**EXTRACT**.
════════════════

I remember not liking Roots: An American Family Saga (1976) as much as the series (1977), because it was so wordy. I just wanted to start the story. The first section addresses Haley’s processes and gives background on the research.[1] He wanted to share with other black people how he found his roots, so each of us could find ours too. Knowing his people, the people who were there before there was a here, gave Haley a different perspective on his role and place in America. He had a place he could go, people who loved him. He had options and these options, freed him.
We all need options, especially our children. To know one’s roots means that a person can plant herself somewhere else, just as our ancestors did here. Having roots connects us to a larger tapestry that is Pan African. As Pan Africans, that is, rooted in multiple cultures, we have the unique opportunity to act as conveners of the collaboration that is black life within the Diaspora. There is a lot of overlap. Before Alex Haley’s Roots, African ancestry was a concept I spoke of without knowing how to prove it. The Oakland International Film Festival in collaboration with the City of Oakland, might not televise the forum April 8 at the Scottish Rite Center, 6:30 p.m.; however, we have to get the word out to everyone to excavate their landscapes. Weed and prune. Digging a space big enough to hold a people who are tunneling through confusion and miseducation, fake news and dubious facts, for the answer to the questions: Who am I? Where do I belong?

════════════════

**TASK SET**.
A - In the essay about Roots, give the stretch from "I remember not" through "options, freed him." again, substituting "choices" for "options".
B - Answer from the essay about Roots:
(i) In what year did the series come out?
(ii) What does the first section of the book address?
(iii) Where will the April 8 forum be held?
C - Does each statement agree with the essay about Roots? Answer yes or no, quoting the words that decide it.
(i) The writer liked the book more than the series.
(ii) The forum begins at 6:30 p.m.
(iii) The essay says there is little overlap.

**GIVEN INFORMATION**.
════════════════

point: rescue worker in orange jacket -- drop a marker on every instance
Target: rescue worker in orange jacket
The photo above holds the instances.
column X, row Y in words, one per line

════════════════

**OUTPUTS BY TASK**.
A -
I remember not liking Roots: An American Family Saga (1976) as much as the series (1977), because it was so wordy. I just wanted to start the story. The first section addresses Haley’s processes and gives background on the research.[1] He wanted to share with other black people how he found his roots, so each of us could find ours too. Knowing his people, the people who were there before there was a here, gave Haley a different perspective on his role and place in America. He had a place he could go, people who loved him. He had choices and these choices, freed him.

B -
(i) 1977
(ii) Haley's processes, along with background on the research
(iii) At the Scottish Rite Center

C -
(i) No: "I remember not liking Roots: An American Family Saga (1976) as much as the series (1977)"
(ii) Yes: "the forum April 8 at the Scottish Rite Center, 6:30 p.m."
(iii) No: "There is a lot of overlap."